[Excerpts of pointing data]

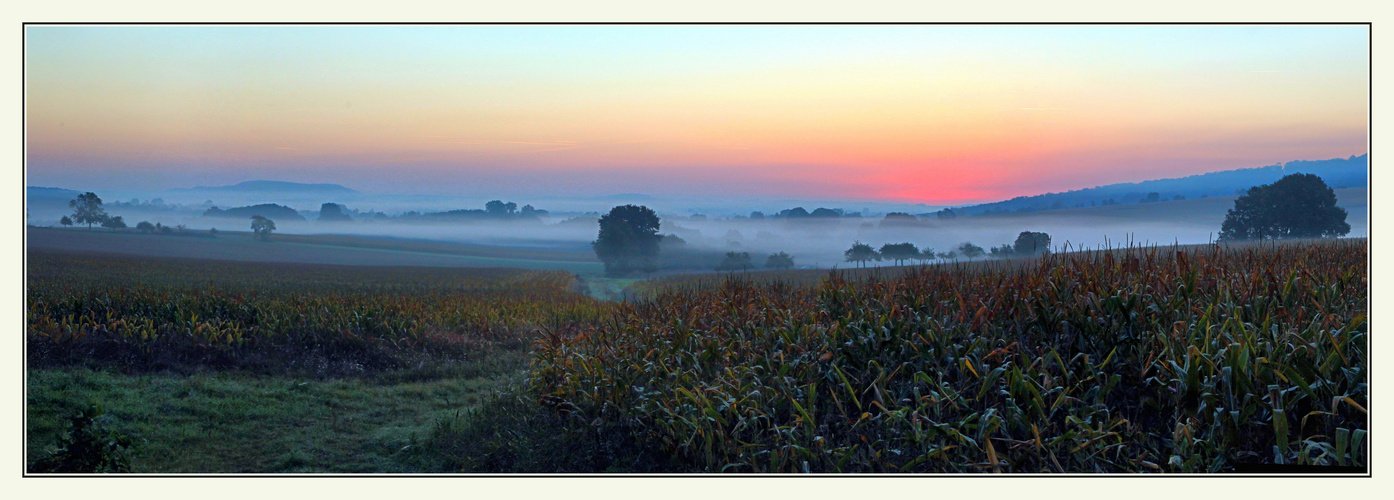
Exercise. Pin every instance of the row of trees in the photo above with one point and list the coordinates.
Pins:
(1026, 244)
(87, 209)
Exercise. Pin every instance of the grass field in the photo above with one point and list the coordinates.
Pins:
(227, 366)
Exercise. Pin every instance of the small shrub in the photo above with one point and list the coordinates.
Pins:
(88, 447)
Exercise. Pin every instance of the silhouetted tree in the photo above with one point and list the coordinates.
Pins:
(899, 252)
(798, 212)
(113, 223)
(262, 227)
(87, 209)
(970, 250)
(627, 240)
(501, 209)
(1030, 243)
(1295, 206)
(735, 261)
(924, 255)
(779, 261)
(862, 254)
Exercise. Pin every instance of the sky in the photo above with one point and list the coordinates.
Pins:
(934, 114)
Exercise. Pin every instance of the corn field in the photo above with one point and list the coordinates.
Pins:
(213, 304)
(1138, 360)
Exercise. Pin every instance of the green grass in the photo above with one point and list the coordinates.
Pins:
(236, 422)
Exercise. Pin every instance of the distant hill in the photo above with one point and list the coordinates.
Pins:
(278, 187)
(269, 211)
(1338, 173)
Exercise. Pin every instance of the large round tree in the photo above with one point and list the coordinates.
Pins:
(1295, 206)
(627, 240)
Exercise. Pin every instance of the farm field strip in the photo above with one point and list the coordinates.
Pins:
(1124, 361)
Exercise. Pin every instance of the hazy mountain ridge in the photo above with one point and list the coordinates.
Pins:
(280, 187)
(1338, 173)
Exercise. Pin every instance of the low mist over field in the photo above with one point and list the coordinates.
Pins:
(813, 241)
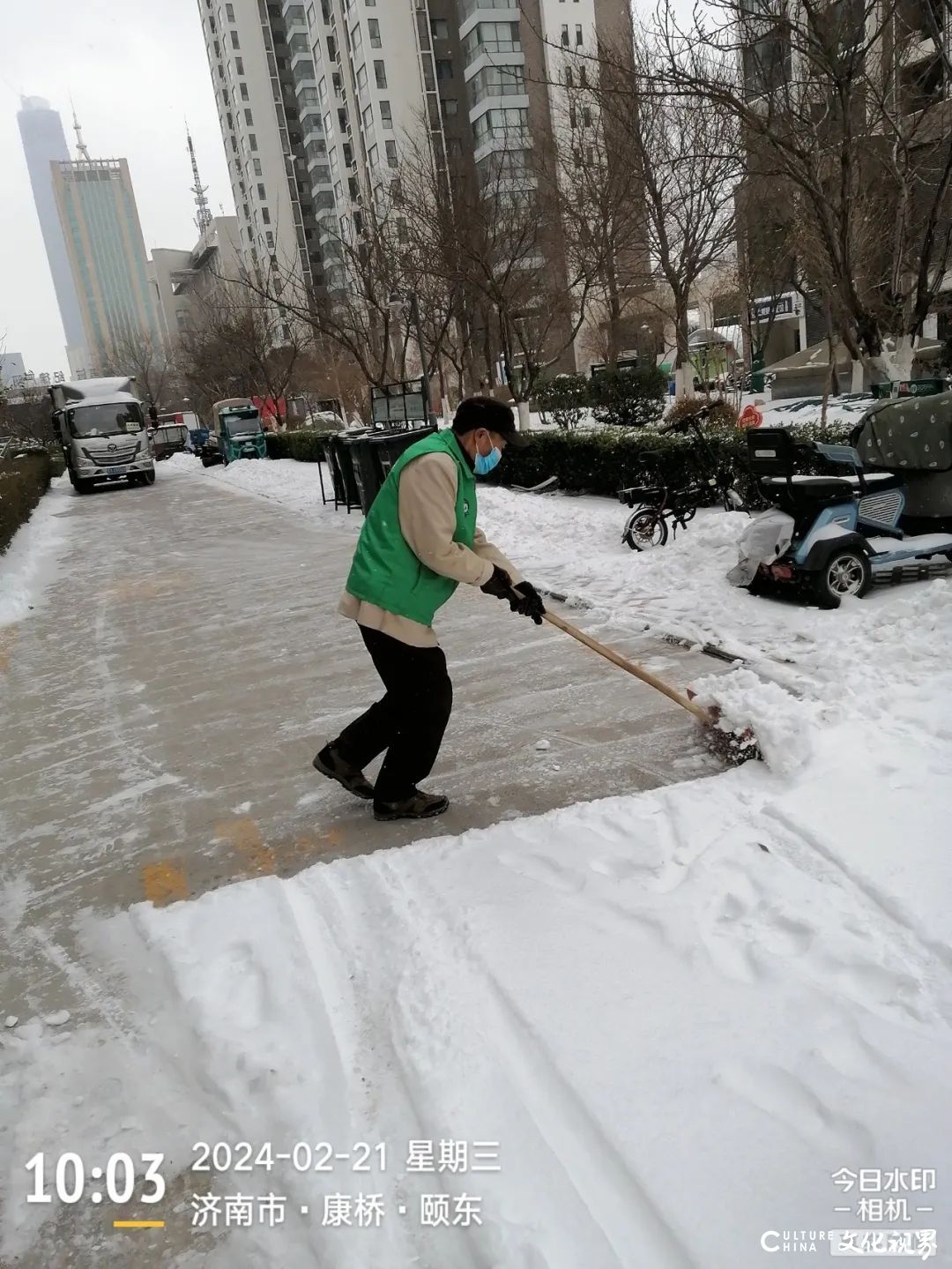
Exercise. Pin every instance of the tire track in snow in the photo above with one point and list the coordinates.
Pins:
(615, 1197)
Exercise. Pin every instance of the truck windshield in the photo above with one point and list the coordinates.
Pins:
(241, 427)
(104, 421)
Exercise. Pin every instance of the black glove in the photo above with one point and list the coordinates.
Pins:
(500, 584)
(527, 601)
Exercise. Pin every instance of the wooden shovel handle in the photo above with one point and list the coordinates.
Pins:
(630, 667)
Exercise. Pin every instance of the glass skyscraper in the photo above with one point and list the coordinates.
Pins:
(45, 144)
(107, 255)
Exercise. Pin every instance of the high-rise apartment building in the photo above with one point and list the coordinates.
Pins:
(45, 144)
(317, 99)
(107, 254)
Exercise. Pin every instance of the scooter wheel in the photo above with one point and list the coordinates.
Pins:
(645, 529)
(845, 574)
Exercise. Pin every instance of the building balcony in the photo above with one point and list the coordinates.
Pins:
(473, 11)
(498, 103)
(495, 52)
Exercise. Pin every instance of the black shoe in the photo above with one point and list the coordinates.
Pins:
(417, 806)
(330, 763)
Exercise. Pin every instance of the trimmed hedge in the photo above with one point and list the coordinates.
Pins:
(604, 462)
(23, 481)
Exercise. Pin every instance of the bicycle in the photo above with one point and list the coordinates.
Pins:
(657, 506)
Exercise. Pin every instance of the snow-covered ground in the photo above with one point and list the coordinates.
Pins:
(677, 1014)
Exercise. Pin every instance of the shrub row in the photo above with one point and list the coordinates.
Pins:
(604, 462)
(627, 399)
(306, 447)
(23, 481)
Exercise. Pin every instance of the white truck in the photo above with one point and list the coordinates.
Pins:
(103, 433)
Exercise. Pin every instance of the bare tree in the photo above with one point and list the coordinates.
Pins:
(498, 249)
(138, 355)
(688, 161)
(845, 109)
(240, 346)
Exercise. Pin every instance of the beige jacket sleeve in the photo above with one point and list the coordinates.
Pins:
(428, 513)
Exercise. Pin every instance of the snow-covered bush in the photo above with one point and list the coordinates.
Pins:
(629, 399)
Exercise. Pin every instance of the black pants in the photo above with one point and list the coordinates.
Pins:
(408, 721)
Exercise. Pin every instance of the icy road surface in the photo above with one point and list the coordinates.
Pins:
(673, 1013)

### SET TASK
Exactly and only the lines from the line containing "Exercise. Pin every instance of the snow-covered ground" through the last line of the entries should be copied, both ends included.

### RESPONSE
Exercise. Pin every instance of the snow-covered ground in the photo above with one point and list the coordinates.
Pins:
(677, 1014)
Exercise. Pin every instance of the shrub row in the photo above with one point and list the coordinates.
Pins:
(604, 462)
(627, 399)
(306, 447)
(23, 481)
Exercise. Pin every instance of the white truck in the photo above with one point and list the coordinates.
Pins:
(103, 433)
Exercise. Pin every instance of the bare tree in the photo above with one point and list the coordinates.
Pins:
(498, 249)
(138, 355)
(688, 161)
(845, 109)
(240, 346)
Exercise. Pin every instance of the beige jacket sleeve in the photo above with one point and list the coordinates.
Pins:
(428, 513)
Exercise. Pin every instance of the snow-covered bush in the photo above with one point and list the coordinates.
Pins:
(629, 399)
Exercise. Pin every instance of the black pants in the photo above with one point and list the coordinates.
Pins:
(408, 721)
Exercise. Pin every instance of the icy road surface in the photo above with one point and list the coordinates.
Pins:
(673, 1013)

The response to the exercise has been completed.